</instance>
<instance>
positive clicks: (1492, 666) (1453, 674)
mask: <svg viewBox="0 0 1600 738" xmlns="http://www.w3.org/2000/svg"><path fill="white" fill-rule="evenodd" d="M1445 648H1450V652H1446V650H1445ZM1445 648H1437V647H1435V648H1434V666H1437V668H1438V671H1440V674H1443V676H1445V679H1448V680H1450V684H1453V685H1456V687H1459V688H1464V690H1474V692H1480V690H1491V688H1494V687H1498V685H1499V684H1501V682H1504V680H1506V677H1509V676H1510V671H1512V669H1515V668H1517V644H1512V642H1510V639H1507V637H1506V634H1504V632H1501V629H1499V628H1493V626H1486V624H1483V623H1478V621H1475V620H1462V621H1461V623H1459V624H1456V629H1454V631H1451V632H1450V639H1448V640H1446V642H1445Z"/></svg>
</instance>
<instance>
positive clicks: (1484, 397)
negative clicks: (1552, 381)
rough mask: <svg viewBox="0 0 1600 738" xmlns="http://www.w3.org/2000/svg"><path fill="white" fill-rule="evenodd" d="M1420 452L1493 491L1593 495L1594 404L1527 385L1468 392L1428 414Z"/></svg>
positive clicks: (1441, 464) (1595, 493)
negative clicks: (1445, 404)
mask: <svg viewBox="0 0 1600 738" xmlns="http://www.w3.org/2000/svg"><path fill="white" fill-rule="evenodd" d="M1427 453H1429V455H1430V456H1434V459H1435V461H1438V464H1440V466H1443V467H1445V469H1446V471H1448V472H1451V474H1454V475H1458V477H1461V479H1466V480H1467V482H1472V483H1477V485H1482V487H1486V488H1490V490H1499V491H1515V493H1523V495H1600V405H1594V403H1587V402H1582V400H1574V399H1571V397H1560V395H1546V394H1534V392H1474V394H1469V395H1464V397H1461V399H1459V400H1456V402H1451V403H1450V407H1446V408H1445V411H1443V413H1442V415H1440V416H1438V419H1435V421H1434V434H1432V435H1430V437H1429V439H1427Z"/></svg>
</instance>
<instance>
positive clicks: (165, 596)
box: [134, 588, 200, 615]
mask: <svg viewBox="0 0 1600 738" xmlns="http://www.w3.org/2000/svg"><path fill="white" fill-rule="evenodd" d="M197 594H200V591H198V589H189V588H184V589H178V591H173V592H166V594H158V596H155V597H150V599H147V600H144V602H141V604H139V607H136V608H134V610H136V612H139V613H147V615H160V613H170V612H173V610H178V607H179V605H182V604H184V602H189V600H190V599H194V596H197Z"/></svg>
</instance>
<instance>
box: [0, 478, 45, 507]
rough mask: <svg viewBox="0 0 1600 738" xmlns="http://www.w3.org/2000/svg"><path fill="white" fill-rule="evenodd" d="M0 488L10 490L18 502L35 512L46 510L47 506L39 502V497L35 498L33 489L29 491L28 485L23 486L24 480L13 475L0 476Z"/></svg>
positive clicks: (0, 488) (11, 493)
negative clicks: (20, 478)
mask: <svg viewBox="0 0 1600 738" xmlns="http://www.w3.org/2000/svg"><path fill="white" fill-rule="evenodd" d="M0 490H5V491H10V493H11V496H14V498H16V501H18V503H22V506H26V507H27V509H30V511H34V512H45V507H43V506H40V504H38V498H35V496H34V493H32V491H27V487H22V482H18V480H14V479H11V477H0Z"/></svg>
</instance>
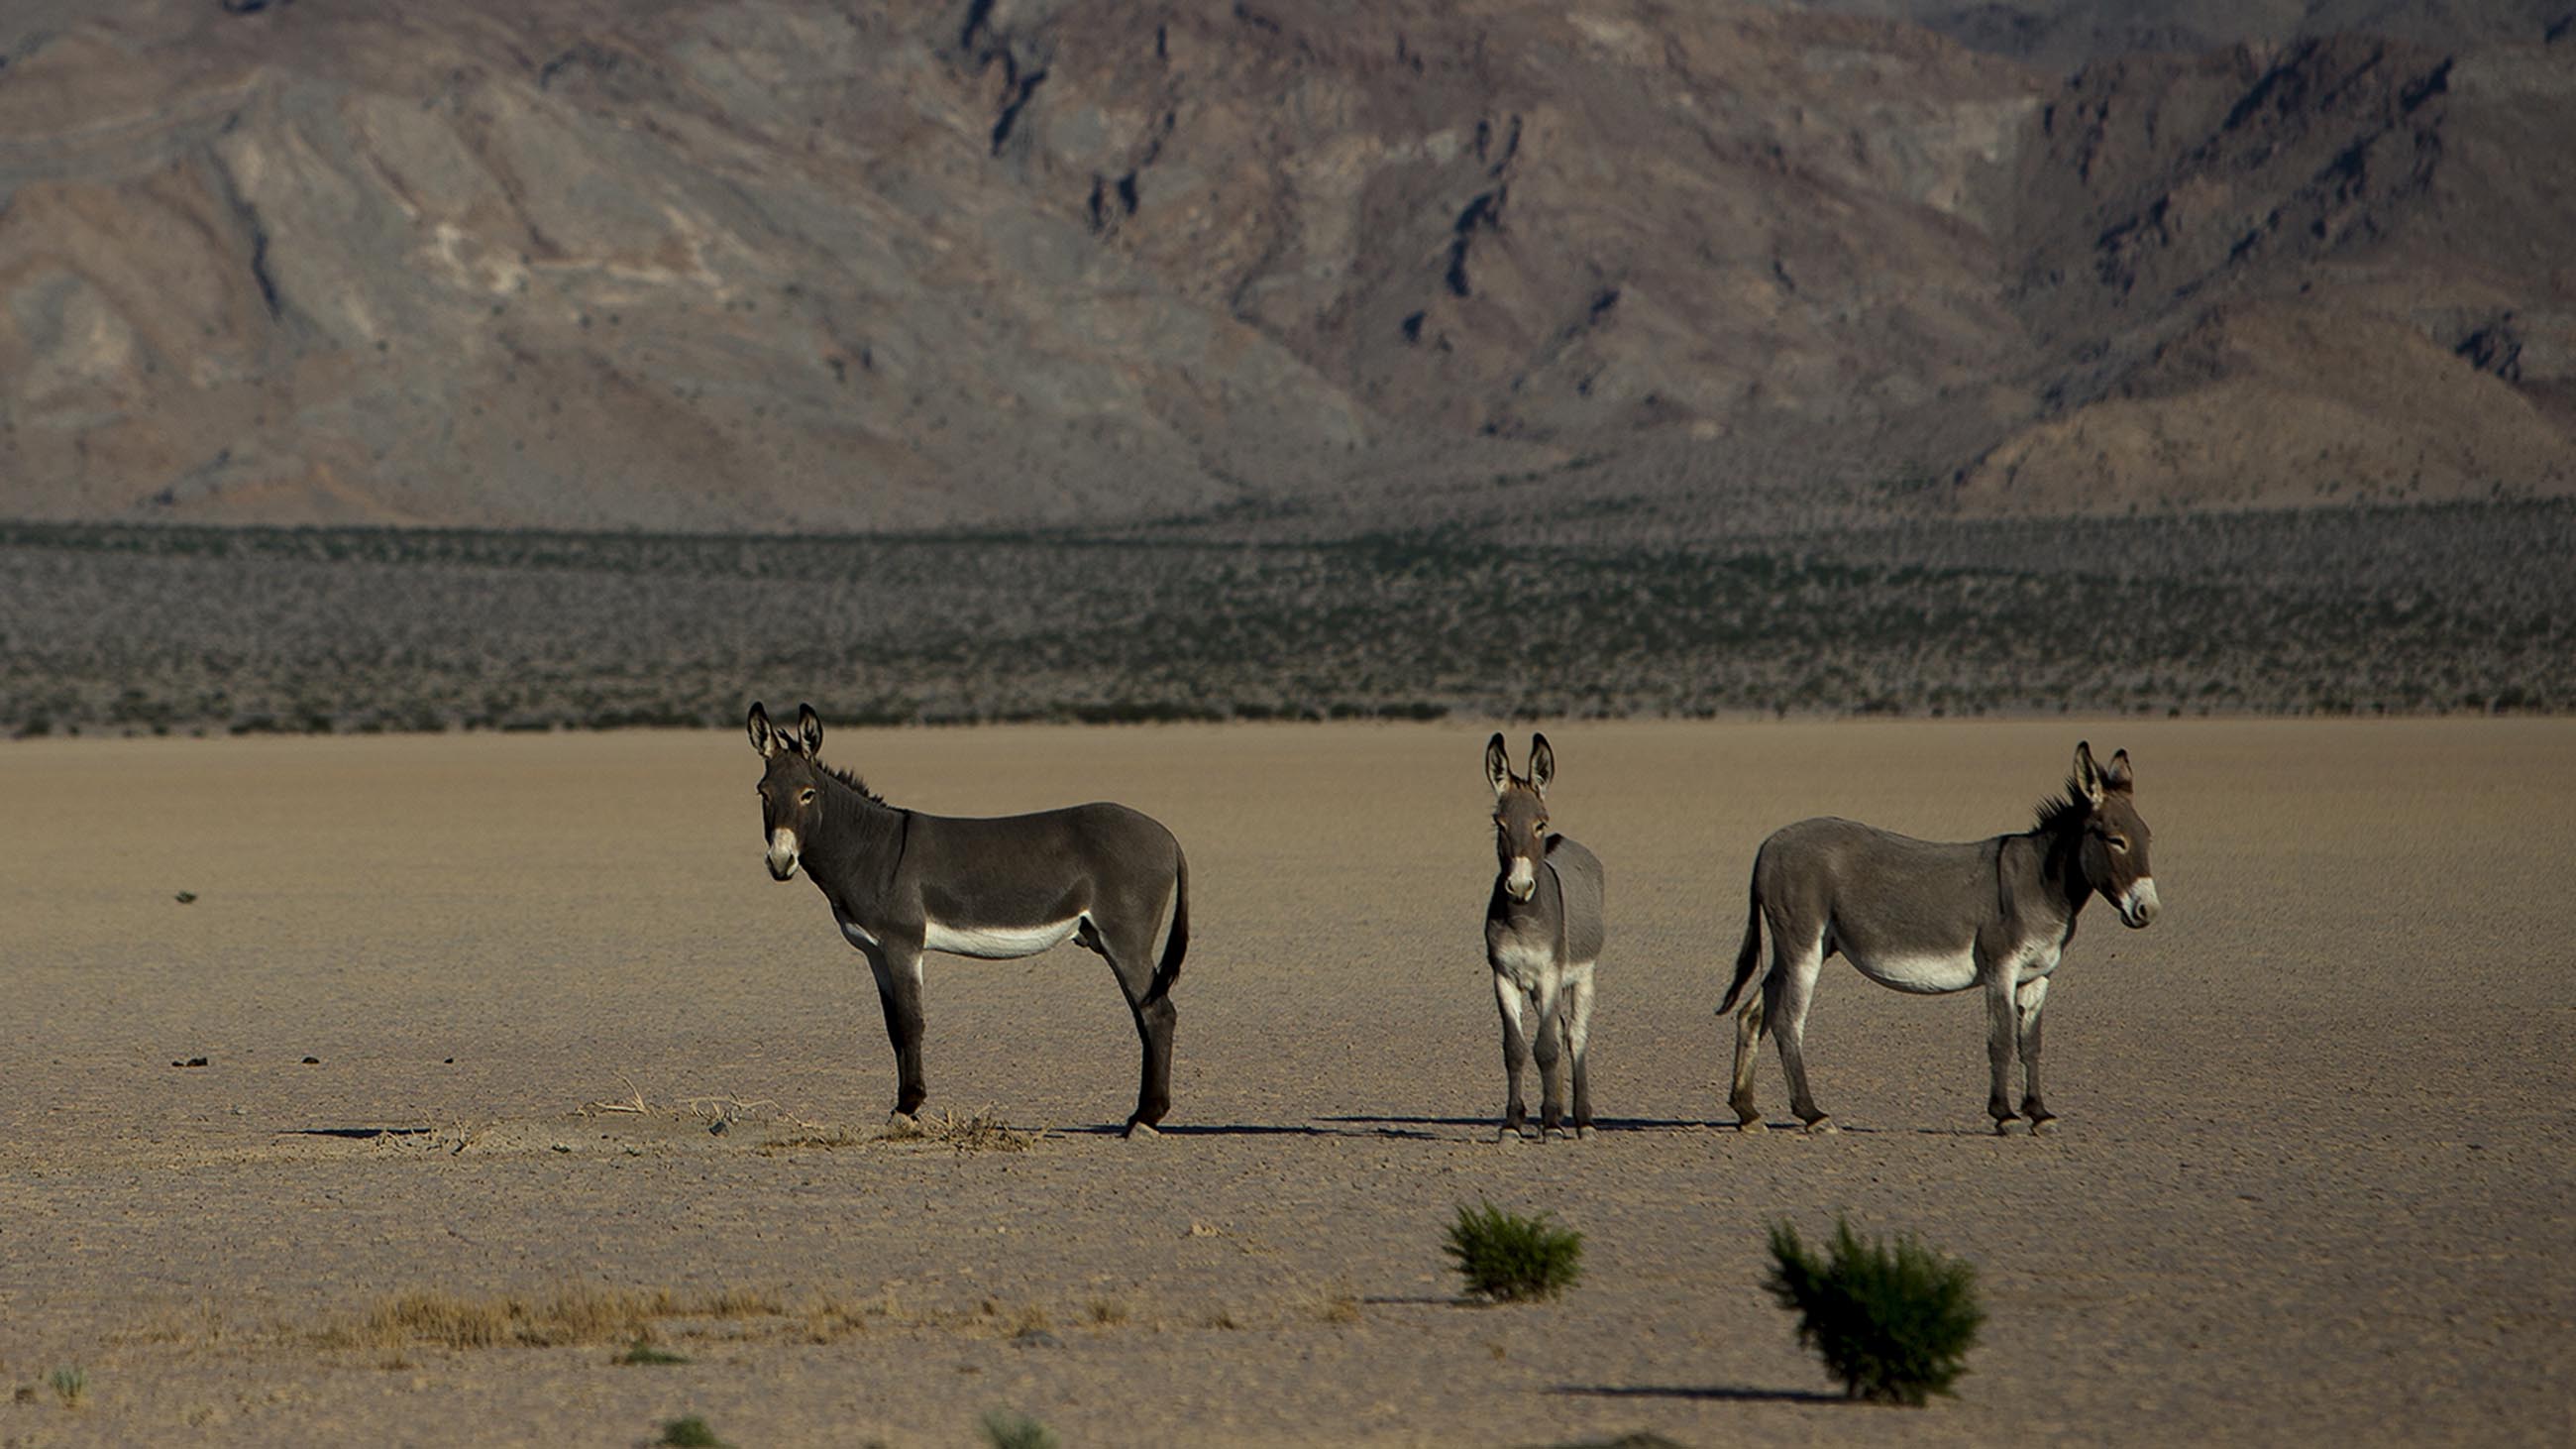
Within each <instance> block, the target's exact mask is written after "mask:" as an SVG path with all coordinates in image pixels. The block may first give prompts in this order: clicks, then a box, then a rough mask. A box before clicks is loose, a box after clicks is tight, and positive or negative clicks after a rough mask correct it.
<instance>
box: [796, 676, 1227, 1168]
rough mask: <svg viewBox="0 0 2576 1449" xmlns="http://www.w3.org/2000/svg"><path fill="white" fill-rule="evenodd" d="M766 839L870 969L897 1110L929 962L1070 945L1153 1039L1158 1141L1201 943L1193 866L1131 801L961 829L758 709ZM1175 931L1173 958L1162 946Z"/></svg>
mask: <svg viewBox="0 0 2576 1449" xmlns="http://www.w3.org/2000/svg"><path fill="white" fill-rule="evenodd" d="M750 730H752V748H755V750H760V758H762V761H765V766H768V768H765V771H762V776H760V833H762V835H765V838H768V843H770V856H768V861H770V877H775V879H781V882H783V879H793V877H796V869H799V866H804V871H806V874H809V877H814V884H817V887H822V895H824V900H829V902H832V918H835V920H837V923H840V933H842V936H848V938H850V944H853V946H858V954H863V957H868V969H871V972H876V998H878V1003H884V1008H886V1036H891V1039H894V1073H896V1088H894V1111H896V1114H899V1116H912V1111H917V1109H920V1106H922V1096H927V1093H925V1091H922V951H948V954H951V957H981V959H992V962H1005V959H1012V957H1036V954H1038V951H1043V949H1048V946H1056V944H1061V941H1074V944H1079V946H1082V949H1087V951H1097V954H1100V957H1103V959H1108V964H1110V969H1113V972H1115V975H1118V987H1121V990H1123V993H1126V998H1128V1011H1131V1013H1133V1016H1136V1036H1139V1039H1144V1078H1141V1083H1139V1085H1136V1114H1133V1116H1128V1122H1126V1132H1128V1134H1131V1137H1133V1134H1139V1132H1141V1134H1146V1137H1151V1134H1154V1124H1157V1122H1162V1114H1164V1111H1170V1106H1172V1021H1175V1016H1177V1013H1175V1008H1172V980H1175V977H1180V957H1182V951H1185V949H1188V946H1190V864H1188V861H1185V859H1182V853H1180V841H1175V838H1172V833H1170V830H1164V828H1162V825H1159V822H1157V820H1151V817H1149V815H1139V812H1133V810H1128V807H1123V804H1074V807H1069V810H1046V812H1041V815H1005V817H992V820H958V817H945V815H922V812H917V810H899V807H894V804H886V802H884V799H878V797H876V792H871V789H868V786H866V784H860V781H858V779H855V776H850V773H842V771H835V768H827V766H824V763H822V761H819V758H817V753H819V750H822V719H817V717H814V709H811V706H799V709H796V735H788V732H786V730H773V727H770V717H768V712H765V709H762V706H757V704H752V717H750ZM1164 908H1170V913H1172V928H1170V933H1167V936H1164V946H1162V959H1159V962H1157V959H1154V936H1157V931H1162V918H1164Z"/></svg>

—————

_Work instruction_:
Once the line with "positive clicks: (0, 488) (11, 493)" is found above, print it and every line after it through the line with "Within each <instance>", exactly. Pictures stay out.

_Exercise output_:
positive clicks: (0, 488) (11, 493)
negative clicks: (20, 478)
mask: <svg viewBox="0 0 1600 738" xmlns="http://www.w3.org/2000/svg"><path fill="white" fill-rule="evenodd" d="M0 490H5V491H10V493H11V496H14V498H16V501H18V503H22V506H26V507H27V509H30V511H34V512H45V507H43V506H40V504H38V498H35V496H34V493H32V491H27V487H22V482H18V480H14V479H11V477H0Z"/></svg>
</instance>
Within each <instance> block, the target's exact mask is written after "mask:" as an SVG path with all coordinates in image pixels. The block may first give prompts in this order: clicks, then a box, then a rough mask. A box before clicks is loose, a box after clicks is tight, and positive or negative clicks after a rough mask correct it.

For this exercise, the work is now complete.